— START OF EXTRACT PROVIDED —

Explicit phonics instruction


Nancy Salvato, in the US, reports [2] that Marie Clay, in 2001, refused to modify RR to include explicit, systematic phonics instruction in order to make it eligible for Reading First funding in the US. Instead, she stated that she would rewrite the description of RR’s components in such a way as to bring it into compliance with the Reading First legislation.



Reading Recovery in the UK


Reading Recovery has been used in the UK for many years. However, it is a very costly intervention and fell out of use as school budgets were squeezed. The RR network in the UK is based at the University of London’s Institute of Education. In 2005 the RR network obtained funding of £10m from a charitable foundation, and support from the DfES, to implement RR in UK schools under the title ‘Every Child A Reader’ (ECAR). In the first year, 2005/06, RR was rolled out in 61 schools. ECAR plans to fund 255 schools in 2006/07 and 310 in 2007/08 [3]. In his November Budget Statement Gordon Brown (Chancellor) announced that a further £10m of government money would be put into the project. He has stated that he would like to see RR in every school. To put the current coverage of RR into perspective I should point out that there are some 24,000 KS1/2 schools in the UK. To put the costs into perspective, if (as the ECAR report says) it cost £1m to fund 61 schools in the first year, then it would seem that it would cost around £400m to roll this out across the UK.


Reading Recovery in the UK enjoys a very high profile as a result of its 2005 funding coup and further encouragement from the Chancellor. Has this funding enabled RR to maintain that high profile with Parliamentary receptions, extensive media coverage and the production of weighty reports?


Its stated aims are highly laudable; to ensure that every child leaves school able to read, and there is no doubting this sincerity. To the general public, the government and the educational establishment, from academics to teachers, RR presents no problem. The RR methodology is familiar, as it comprises the Balanced Literacy methods for so long practised in schools and promoted by the DfES. So why is the Reading Reform Foundation objecting to this apparently worthwhile project?


At the time that the then Education Minister, Ruth Kelly, announced the inception of the ‘Every Child A Reader’ programme, The Rose Review of the initial teaching of reading was underway. This review was requested by the House Of Commons (HOC) Select Committee on Education and Skills. The Select Committee’s inquiry was, in its turn, a response to growing concern that, despite the inception of the National Literacy Strategy in 1998, standards of literacy were demonstrably not rising as expected. An initial apparent improvement had levelled out at around 80% of children reaching the required standard and, despite a spate of DfES intervention programmes, had not moved.


The Rose Report was published in March 2006. Jim Rose and his review panel undertook exhaustive research into the subject (details of the evidence considered can be found in Appendix 23 of a document submitted to the HOC Select Committee on Science and Technology [4] ). The Report recommended that the NLS be revised in the light of the findings of the Review body. Subsequent guidance has been published in the Primary Framework for literacy and mathematics. (Supporting guidance to head teachers and chairs of governors. DfES document [5]). This document sets out the criteria for high quality phonic work and contains statements which are pertinent to the use of RR as an intervention.


“Teaching needs to be staged so that priority is given to the development of word-reading processes in the early stages of learning to read...”


“The Primary National Strategy distinguishes three ‘waves’ of teaching and intervention which adequately cover the range of provision that best supports children with significant literacy difficulties. It is important to recognise that these ‘waves’ signify types of provision and not categories of children. High quality phonic work, as defined by the review, should be a key feature of the provision in each of these ‘waves’:”

— END OF EXTRACT PROVIDED —

According to the extract on Reading Recovery, when was the Rose Report published?

— START OF RECORD EXTRACTS —

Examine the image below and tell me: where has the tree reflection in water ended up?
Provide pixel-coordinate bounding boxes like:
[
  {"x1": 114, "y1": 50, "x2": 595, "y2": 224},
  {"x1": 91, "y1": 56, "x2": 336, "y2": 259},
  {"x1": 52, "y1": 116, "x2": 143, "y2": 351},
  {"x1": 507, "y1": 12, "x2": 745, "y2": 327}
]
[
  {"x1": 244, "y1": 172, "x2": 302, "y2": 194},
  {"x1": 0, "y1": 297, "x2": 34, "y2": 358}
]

— END OF RECORD EXTRACTS —

ANSWER IN FULL: March 2006